Try it:
Each entry that appears below should be restated exactly as it is.

Data listing:
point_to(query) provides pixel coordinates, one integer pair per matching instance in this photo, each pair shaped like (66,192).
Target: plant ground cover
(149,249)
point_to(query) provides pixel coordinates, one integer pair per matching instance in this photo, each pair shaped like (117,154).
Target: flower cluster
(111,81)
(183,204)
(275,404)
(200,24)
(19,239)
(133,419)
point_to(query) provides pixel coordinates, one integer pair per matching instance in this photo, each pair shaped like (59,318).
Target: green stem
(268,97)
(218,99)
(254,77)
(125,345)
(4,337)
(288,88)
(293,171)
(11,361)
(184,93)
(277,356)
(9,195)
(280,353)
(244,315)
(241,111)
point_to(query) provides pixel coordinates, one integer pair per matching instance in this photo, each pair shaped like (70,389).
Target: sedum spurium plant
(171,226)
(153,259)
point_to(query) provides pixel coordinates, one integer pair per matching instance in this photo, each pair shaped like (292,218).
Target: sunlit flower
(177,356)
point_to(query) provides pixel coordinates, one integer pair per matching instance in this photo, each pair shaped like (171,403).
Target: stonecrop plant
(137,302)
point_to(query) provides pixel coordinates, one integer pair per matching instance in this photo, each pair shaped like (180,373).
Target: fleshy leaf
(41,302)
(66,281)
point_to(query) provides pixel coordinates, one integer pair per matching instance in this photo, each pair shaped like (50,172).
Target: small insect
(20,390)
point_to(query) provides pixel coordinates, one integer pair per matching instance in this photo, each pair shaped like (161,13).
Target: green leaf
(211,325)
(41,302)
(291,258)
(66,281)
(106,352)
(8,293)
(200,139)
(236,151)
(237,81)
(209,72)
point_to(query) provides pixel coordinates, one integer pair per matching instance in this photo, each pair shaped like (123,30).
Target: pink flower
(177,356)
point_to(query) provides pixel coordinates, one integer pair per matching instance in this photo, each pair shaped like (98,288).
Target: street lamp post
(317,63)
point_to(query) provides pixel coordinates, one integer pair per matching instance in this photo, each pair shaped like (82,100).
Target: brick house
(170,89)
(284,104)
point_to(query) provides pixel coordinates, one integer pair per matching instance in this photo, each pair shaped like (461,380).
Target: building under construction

Answer box:
point_to(query) provides pixel coordinates, one integer pair per matching instance in this photo, each pair shaped like (66,192).
Target: plant ground cover
(149,249)
point_to(query) provides pixel coordinates, one integer pair per matching instance in this photo, each pair shaped like (117,154).
Target: flower cluster
(111,81)
(183,204)
(275,404)
(200,24)
(19,239)
(133,419)
point_to(query) provides pixel coordinates, one integer pair per matching instance in this photo, each pair shaped like (59,318).
Target: green stem
(268,97)
(218,99)
(254,77)
(125,345)
(4,337)
(288,88)
(293,171)
(11,361)
(184,93)
(277,356)
(9,195)
(280,353)
(244,315)
(241,111)
point_to(query) provides pixel coordinates, one integer pair per matching instance in this photo, each pair shaped like (70,389).
Target: sedum spurium plant
(171,226)
(153,259)
point_to(query) provides pixel coordinates, one integer pair per matching instance in this photo, each pair shaped like (292,218).
Target: sunlit flower
(177,356)
point_to(query) provides pixel coordinates, one integer pair per matching instance in this photo, each pair shaped like (171,403).
Target: stonecrop plant
(137,302)
point_to(query) provides pixel coordinates, one integer pair per matching instance in this photo, each pair shaped like (180,373).
Target: fleshy leaf
(41,302)
(66,281)
point_to(query) provides pixel coordinates, one integer pair per matching instance in this photo, each pair shaped like (50,172).
Target: small insect
(20,390)
point_to(query) provides pixel coordinates, one integer pair per matching instance in this photo, each pair shaped like (161,13).
Target: green leaf
(211,325)
(41,302)
(291,258)
(66,281)
(106,352)
(8,293)
(200,139)
(236,151)
(237,81)
(209,72)
point_to(query) provides pixel coordinates, one integer pair per matching instance in this photo, each pair shaped like (123,30).
Target: pink flower
(177,356)
point_to(query) provides pixel coordinates, one integer pair per matching instance in this photo, each pair shaped like (98,288).
Target: street lamp post
(317,63)
point_to(query) provides pixel coordinates, one integer pair per matching instance in this photo, each pair shaped like (82,100).
Target: brick house
(170,89)
(284,104)
point_to(query) provides pixel coordinates, one integer pair per matching instance in this photo, each pair shaped like (461,380).
Target: building under construction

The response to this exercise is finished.